--- BEGIN SOURCE EXCERPT ---

Hi Girish,

I apologize for the delayed response. I have added my comments on the
proposal with few questions and suggestions.

Thank,
Rajan

On Tue, Oct 29, 2024 at 10:48 PM Girish Sharma <scrapmachi...@gmail.com>
wrote:

> Hello everyone, gentle reminder.
>
> If there are no further comments, then please close the github comments as
> resolved so that the PR can be merged after voting.
>
> Regards
>
> On Sat, Oct 26, 2024 at 1:52 AM Lari Hotari <lhot...@apache.org> wrote:
>
> > Thanks for the great progress, Girish.
> > I apologize for the delayed feedback due to Pulsar 4.0 release
> activities.
> > I'll follow up in more detail next week.
> >
> > The Pulsar 4.0 blog post mentions: "While Pulsar already supports
> producer
> > rate limiting, the community is building on this foundation with PIP-385
> to
> > improve producer flow control — a key piece in completing Pulsar's
> > end-to-end QoS capabilities." The post explains why rate limiting serves
> as
> > a foundation for QoS controls and capacity management in multi-tenant
> > environments.
> >
> > You can find the blog post here:
> >
> >
> https://pulsar.apache.org/blog/2024/10/24/announcing-apache-pulsar-4-0/#enhanced-quality-of-service-qos-controls
> >
> > -Lari
> >
> > On 2024/10/10 11:23:30 Girish Sharma wrote:
> > > I've updated the proposal with suggestions from Lari about utilization
> > > based rate limit exceptions on clients, along with a minor change in
> the
> > > blocking section to ensure ordering is maintained.
> > > Please have a look again.
> > >
> > >
> > > Regarding this comment:
> > >
> > > > Well, even if we have throttle producer protocol, if client app is
> keep
> > > > producing messages then client app will see high timeout and to fast
> > fail
> > > > this issue, Pulsar Client has internal producer queue and client can
> > > always
> > > > tune that queue. once that queue is fail, client can configure to
> fast
> > > fail
> > > > or wait by blocking client thread but in both ways, client
> application
> > > will
> > > > be aware that publish is taking longer time and client app can always
> > do
> > > > backoff if needed, So, this is very well known issue and it's already
> > > > solved in Pulsar.
> > >
> > > The core issue here is about communicating back to the client about
> > > throttling, which is missing today.
> > > Yes, clients can tune their send timeouts and pending queue size and
> rely
> > > solely on timeouts, but that wastes a lot of resources..
> > > If clients were aware of throttling, i.e. the server is not reading any
> > > more messages anyway, then the client can make smart decisions to fail
> > fast
> > > etc.

--- END SOURCE EXCERPT ---

* [YOUR INSTRUCTIONS]
Answer from the Pulsar email thread:
(a) What reason does Lari give for the delayed feedback?
(b) Which PIP does the Pulsar 4.0 blog post say the community is using to improve producer flow control?
(c) According to Girish, what is missing today?

--- BEGIN DATASET EXCERPT ---

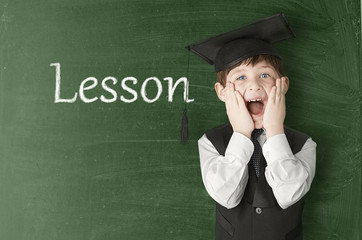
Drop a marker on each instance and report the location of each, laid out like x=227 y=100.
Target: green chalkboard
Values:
x=90 y=115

--- END DATASET EXCERPT ---

* [TASK RESULT]
(a) Pulsar 4.0 release activities.
(b) PIP-385.
(c) Communicating back to the client about throttling.